ENTRIES PROVIDED:
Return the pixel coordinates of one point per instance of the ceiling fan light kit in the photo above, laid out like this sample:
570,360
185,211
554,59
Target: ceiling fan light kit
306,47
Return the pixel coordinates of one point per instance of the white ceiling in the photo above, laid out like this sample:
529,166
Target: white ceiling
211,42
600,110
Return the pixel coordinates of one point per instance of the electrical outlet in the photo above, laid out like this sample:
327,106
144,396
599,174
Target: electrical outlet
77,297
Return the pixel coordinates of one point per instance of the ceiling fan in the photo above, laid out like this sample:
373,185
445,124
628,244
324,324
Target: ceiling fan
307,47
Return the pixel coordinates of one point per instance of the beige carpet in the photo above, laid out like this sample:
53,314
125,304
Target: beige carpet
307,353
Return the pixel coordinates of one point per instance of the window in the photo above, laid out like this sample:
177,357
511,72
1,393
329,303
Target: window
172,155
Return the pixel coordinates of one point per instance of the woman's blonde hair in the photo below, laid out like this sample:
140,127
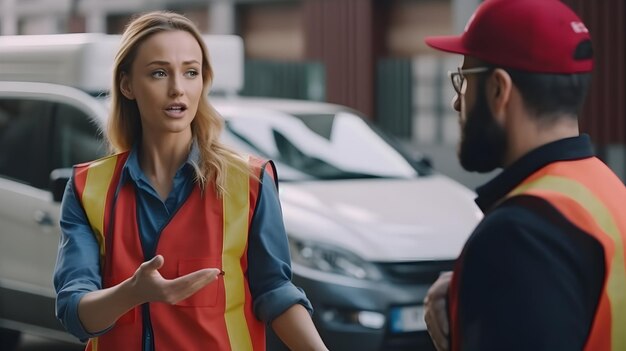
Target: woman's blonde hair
124,124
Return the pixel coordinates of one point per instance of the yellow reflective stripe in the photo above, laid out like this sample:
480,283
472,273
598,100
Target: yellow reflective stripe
236,209
616,284
97,184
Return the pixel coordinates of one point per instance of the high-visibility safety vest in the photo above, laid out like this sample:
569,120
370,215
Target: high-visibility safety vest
592,198
205,232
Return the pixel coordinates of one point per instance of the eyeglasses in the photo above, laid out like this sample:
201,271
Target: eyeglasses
458,78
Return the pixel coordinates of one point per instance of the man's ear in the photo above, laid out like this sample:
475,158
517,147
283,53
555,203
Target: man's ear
125,86
499,87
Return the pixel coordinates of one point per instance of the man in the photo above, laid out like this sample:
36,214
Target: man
545,269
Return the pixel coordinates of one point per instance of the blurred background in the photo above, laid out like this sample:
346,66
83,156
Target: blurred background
368,55
365,54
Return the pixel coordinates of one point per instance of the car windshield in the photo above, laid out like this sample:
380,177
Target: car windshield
318,146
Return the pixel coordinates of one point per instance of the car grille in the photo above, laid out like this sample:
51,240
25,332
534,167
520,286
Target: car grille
408,342
420,272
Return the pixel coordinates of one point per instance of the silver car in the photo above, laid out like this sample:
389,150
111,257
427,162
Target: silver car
370,226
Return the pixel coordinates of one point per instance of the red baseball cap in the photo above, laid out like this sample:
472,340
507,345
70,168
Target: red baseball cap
540,36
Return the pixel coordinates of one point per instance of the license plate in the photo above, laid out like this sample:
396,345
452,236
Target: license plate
407,319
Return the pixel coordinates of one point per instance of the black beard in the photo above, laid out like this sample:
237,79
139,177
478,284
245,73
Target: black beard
483,140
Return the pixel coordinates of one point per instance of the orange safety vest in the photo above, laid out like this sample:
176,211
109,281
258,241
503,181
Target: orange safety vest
206,231
591,197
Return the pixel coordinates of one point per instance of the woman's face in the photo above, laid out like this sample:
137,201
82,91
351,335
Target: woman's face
166,82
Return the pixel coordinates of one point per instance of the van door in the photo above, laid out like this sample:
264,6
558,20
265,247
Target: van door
36,136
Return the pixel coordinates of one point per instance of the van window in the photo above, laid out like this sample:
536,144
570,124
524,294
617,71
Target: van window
76,139
22,132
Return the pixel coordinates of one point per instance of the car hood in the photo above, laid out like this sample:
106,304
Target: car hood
383,220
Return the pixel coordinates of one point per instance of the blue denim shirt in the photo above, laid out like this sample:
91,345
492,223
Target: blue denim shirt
78,269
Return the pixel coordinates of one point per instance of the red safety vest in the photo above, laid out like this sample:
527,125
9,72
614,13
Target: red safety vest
207,231
591,197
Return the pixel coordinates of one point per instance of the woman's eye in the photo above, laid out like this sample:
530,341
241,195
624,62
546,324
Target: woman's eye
191,73
158,74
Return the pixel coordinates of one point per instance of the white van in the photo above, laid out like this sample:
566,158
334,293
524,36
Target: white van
369,226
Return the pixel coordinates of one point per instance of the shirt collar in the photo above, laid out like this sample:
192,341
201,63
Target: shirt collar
561,150
132,170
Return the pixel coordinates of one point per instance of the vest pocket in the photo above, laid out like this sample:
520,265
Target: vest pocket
207,296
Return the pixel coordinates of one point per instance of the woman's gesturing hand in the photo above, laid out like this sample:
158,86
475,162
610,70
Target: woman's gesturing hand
149,284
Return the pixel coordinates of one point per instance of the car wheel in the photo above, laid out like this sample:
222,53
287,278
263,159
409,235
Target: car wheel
9,339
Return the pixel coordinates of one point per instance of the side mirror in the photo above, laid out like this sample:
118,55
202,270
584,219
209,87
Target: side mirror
58,181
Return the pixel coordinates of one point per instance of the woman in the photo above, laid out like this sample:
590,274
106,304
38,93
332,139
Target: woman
174,242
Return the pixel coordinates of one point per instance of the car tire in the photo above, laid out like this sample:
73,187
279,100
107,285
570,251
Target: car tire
9,339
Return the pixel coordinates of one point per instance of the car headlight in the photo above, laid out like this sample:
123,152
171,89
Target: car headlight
331,259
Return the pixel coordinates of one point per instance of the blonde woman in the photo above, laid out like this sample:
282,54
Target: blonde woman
174,242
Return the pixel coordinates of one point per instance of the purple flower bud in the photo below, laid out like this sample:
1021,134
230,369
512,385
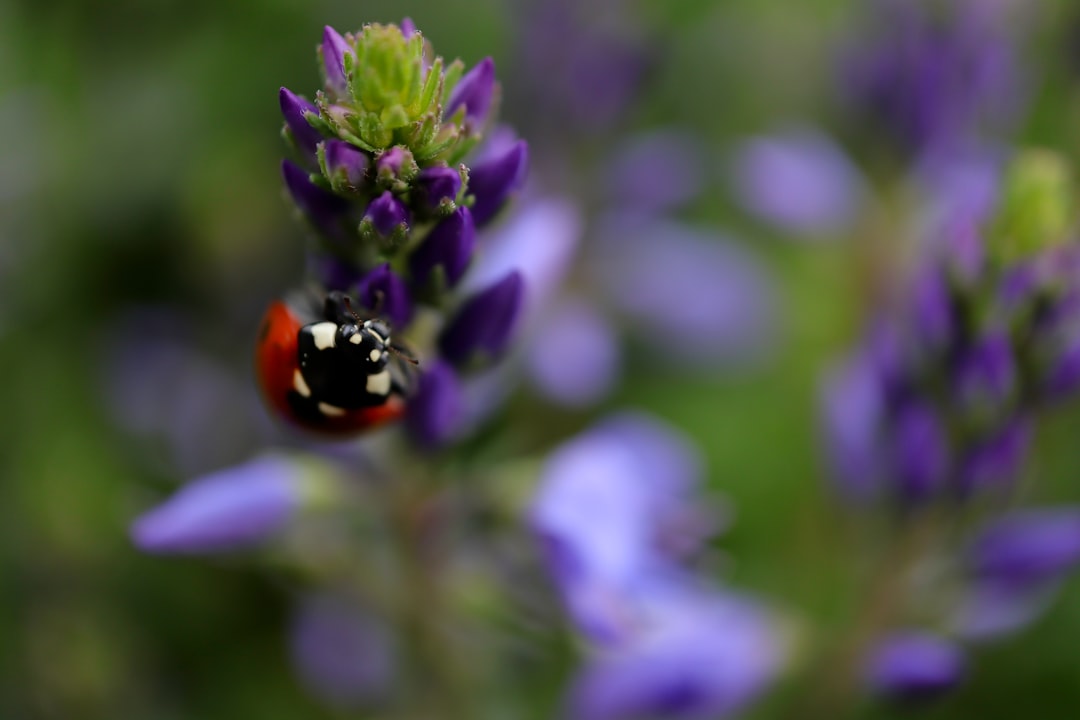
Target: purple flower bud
494,178
474,91
333,50
1028,546
387,214
228,510
345,163
449,245
434,411
385,293
324,209
343,655
996,462
921,452
485,323
915,665
436,185
295,109
852,413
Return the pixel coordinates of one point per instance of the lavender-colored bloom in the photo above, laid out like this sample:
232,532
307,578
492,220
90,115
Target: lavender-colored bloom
333,51
656,172
485,323
797,180
474,91
921,452
343,656
323,209
915,665
696,655
996,461
346,163
385,293
1028,546
852,415
495,176
437,185
229,510
435,409
295,109
710,300
574,358
449,246
387,214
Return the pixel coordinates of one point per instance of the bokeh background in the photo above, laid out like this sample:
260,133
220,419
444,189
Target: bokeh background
144,228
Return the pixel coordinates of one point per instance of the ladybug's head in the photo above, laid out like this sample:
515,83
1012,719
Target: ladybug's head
367,342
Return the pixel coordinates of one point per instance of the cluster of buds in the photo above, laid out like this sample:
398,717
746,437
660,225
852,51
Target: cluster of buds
396,168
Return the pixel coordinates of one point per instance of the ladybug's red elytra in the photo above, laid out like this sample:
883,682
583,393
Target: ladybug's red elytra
327,369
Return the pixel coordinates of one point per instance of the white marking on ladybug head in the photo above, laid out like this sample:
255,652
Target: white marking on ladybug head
323,335
379,383
299,384
331,410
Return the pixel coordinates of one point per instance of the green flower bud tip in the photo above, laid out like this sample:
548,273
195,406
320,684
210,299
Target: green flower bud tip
1036,208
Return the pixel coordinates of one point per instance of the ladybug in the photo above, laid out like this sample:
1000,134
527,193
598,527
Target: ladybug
328,370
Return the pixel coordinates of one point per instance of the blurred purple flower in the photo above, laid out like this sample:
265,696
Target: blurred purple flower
435,409
474,92
574,356
710,300
797,180
485,323
449,245
225,511
915,665
343,656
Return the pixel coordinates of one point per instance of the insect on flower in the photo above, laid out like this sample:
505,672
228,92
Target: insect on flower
327,369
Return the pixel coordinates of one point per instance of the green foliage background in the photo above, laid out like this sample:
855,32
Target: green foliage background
138,165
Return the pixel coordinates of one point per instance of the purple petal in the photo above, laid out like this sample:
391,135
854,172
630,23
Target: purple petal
921,452
702,657
436,186
294,109
387,214
915,665
323,209
383,293
798,180
578,329
347,162
485,323
711,300
449,245
1028,546
493,179
852,413
343,656
334,49
474,91
229,510
435,409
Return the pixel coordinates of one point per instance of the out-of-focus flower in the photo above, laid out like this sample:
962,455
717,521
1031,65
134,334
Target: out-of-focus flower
230,510
343,655
915,665
933,76
610,504
797,180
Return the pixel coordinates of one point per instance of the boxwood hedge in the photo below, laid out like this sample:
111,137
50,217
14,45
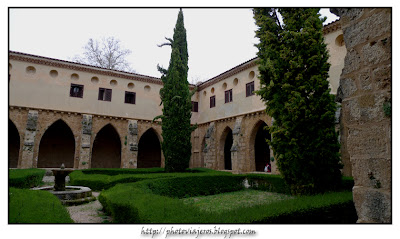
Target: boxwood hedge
25,178
35,206
99,179
157,201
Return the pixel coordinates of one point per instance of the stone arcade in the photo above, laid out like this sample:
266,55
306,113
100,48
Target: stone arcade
89,117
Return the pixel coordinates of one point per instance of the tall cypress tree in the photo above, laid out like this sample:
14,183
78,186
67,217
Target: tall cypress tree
176,101
293,65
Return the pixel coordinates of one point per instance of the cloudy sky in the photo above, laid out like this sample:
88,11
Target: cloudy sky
218,39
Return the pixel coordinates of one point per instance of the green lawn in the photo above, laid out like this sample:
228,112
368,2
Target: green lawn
233,200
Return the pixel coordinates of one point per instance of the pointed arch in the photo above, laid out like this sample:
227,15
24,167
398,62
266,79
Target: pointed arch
259,148
13,145
149,150
226,142
106,150
57,146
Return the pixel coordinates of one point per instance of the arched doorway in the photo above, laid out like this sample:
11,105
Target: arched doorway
227,142
57,147
13,145
149,155
106,152
261,148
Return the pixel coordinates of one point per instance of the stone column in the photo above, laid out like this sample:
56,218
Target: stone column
365,94
209,148
132,141
27,160
86,135
237,151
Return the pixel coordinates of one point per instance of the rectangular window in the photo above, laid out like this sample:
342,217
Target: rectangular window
130,97
76,91
212,101
105,94
228,96
250,89
195,106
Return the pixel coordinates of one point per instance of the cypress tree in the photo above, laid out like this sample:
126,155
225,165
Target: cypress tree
293,65
176,101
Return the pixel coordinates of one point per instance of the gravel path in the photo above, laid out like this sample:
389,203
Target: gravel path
89,212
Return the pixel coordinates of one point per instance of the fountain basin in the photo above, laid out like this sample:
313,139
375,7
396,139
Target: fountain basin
73,195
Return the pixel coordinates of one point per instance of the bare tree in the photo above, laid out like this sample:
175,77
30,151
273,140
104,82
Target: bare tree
107,53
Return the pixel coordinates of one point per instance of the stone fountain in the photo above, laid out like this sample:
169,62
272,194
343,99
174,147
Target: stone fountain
69,195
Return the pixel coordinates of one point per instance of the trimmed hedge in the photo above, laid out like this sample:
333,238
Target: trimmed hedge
25,178
35,206
107,178
143,202
179,187
118,171
275,183
268,182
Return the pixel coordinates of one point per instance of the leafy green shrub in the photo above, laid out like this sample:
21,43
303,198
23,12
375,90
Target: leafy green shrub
25,178
107,178
267,182
347,183
35,206
117,171
99,182
181,187
137,203
293,65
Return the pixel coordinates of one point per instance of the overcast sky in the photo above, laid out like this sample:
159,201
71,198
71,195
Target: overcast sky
218,39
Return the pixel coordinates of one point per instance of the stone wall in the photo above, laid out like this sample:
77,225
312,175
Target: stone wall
208,142
365,94
33,123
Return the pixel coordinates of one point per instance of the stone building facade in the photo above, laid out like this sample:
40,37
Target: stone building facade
366,123
89,117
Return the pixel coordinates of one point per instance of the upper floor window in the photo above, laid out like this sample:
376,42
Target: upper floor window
105,94
212,101
195,106
76,91
228,96
130,97
250,89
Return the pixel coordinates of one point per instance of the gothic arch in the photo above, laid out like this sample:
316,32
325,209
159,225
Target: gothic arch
258,147
57,146
226,141
14,140
106,150
149,150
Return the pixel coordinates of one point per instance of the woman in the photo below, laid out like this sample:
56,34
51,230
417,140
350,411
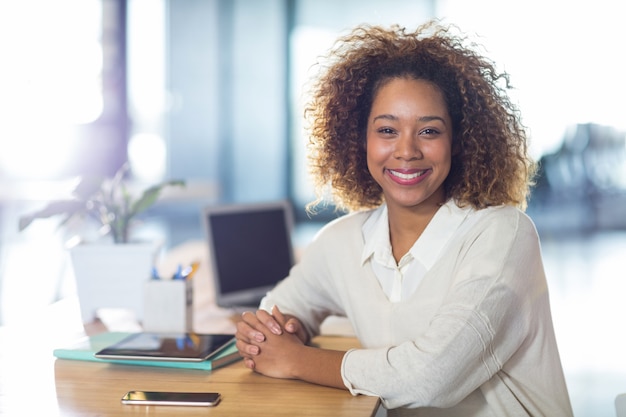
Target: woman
437,267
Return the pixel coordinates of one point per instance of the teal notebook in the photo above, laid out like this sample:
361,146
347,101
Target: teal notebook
85,348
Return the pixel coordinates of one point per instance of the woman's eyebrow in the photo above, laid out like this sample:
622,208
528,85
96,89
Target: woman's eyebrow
422,119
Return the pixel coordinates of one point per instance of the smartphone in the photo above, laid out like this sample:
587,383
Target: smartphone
199,399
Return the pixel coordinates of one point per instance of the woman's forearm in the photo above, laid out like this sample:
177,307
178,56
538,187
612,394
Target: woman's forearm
319,366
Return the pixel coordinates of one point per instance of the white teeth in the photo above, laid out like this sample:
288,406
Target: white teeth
406,176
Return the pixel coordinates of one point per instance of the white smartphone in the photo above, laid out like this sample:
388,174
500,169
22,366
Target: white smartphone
198,399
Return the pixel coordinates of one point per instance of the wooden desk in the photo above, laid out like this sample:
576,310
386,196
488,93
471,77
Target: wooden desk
43,385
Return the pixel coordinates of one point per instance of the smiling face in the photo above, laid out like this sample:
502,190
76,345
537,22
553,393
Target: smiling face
409,144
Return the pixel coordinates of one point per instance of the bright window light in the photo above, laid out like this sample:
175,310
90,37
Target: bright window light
50,81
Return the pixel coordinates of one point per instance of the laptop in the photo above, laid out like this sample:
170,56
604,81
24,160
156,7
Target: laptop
250,249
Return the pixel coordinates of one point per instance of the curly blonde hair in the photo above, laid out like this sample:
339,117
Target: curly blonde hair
491,165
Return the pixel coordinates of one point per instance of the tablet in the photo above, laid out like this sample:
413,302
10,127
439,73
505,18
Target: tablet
182,347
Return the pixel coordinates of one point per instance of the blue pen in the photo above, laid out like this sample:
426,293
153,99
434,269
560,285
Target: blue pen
178,274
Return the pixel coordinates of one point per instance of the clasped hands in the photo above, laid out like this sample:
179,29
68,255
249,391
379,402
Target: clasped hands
270,343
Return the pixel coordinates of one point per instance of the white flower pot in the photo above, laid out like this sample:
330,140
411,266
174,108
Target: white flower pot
112,275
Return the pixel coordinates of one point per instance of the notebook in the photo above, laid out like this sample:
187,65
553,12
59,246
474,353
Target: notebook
85,349
250,249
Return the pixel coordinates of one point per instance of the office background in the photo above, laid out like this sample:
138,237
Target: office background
211,90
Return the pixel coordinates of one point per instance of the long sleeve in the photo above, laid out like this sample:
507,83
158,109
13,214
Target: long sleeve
476,337
489,333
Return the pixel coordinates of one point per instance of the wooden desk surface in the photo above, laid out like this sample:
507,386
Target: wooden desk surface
43,385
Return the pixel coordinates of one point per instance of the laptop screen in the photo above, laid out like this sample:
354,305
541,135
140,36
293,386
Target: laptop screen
250,249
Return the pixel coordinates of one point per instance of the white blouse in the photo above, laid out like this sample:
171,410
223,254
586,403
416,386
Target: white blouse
473,338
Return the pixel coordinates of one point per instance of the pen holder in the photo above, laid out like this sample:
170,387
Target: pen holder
168,305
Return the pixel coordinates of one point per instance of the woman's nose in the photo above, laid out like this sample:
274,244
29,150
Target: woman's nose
407,147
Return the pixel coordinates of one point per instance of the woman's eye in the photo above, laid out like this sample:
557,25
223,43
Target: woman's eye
429,132
386,130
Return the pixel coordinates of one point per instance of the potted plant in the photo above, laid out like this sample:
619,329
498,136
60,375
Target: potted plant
108,273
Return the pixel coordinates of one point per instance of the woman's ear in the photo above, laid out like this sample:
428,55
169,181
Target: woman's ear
456,145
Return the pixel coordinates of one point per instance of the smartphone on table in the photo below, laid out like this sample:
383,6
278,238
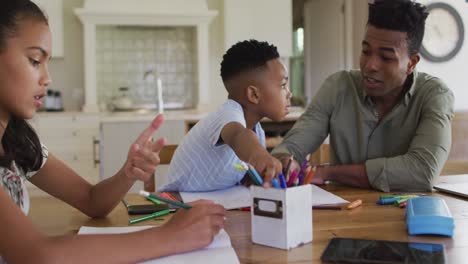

SHORT EXERCISE: Find every line in the data above that contains the word "bare" and copy each one out. Case counts, so a match must have the same capitalization.

ANSWER IN FULL:
Return the pixel coordinates of one point per instance of the bare tree in the photo above, laid out like this sample:
Target: bare tree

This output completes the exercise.